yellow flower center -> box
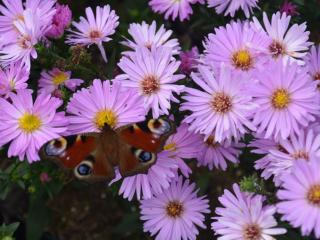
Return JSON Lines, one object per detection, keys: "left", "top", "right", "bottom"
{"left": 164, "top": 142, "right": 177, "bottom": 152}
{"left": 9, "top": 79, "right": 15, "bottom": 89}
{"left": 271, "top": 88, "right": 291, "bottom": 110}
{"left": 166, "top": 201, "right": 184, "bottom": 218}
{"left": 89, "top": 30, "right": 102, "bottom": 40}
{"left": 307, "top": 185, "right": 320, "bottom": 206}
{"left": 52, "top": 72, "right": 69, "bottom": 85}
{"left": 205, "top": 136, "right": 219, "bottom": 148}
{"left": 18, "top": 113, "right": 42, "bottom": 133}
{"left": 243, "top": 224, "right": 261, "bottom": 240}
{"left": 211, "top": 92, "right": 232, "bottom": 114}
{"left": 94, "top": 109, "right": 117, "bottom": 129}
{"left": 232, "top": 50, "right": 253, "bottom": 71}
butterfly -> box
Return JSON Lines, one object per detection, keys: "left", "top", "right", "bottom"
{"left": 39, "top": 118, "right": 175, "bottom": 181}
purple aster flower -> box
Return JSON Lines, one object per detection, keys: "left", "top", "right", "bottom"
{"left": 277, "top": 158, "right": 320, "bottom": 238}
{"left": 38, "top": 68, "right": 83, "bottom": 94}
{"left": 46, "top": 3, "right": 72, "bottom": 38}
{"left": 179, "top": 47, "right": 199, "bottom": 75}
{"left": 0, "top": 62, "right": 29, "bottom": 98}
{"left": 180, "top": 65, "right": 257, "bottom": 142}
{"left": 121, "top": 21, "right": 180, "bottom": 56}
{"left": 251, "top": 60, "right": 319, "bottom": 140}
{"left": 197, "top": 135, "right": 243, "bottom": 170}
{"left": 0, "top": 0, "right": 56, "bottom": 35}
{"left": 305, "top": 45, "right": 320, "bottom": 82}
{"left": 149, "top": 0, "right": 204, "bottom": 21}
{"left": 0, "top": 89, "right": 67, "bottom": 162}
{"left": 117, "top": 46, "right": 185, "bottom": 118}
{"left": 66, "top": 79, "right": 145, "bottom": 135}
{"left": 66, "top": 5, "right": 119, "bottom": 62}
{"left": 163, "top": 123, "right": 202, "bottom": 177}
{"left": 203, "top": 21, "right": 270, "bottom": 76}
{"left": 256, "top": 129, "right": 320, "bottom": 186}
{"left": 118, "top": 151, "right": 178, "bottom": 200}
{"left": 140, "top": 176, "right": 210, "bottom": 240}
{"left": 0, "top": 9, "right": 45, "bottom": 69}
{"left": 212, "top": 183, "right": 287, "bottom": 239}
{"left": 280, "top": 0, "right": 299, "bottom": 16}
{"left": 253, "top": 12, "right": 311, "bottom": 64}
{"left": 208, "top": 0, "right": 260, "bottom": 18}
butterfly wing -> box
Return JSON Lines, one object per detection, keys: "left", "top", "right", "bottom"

## [PROBLEM TO WORK ON]
If a line in the entries holds the string "flower", copy it.

## [RESULT FOR THIS TASK]
yellow flower center -> box
purple aster flower -> box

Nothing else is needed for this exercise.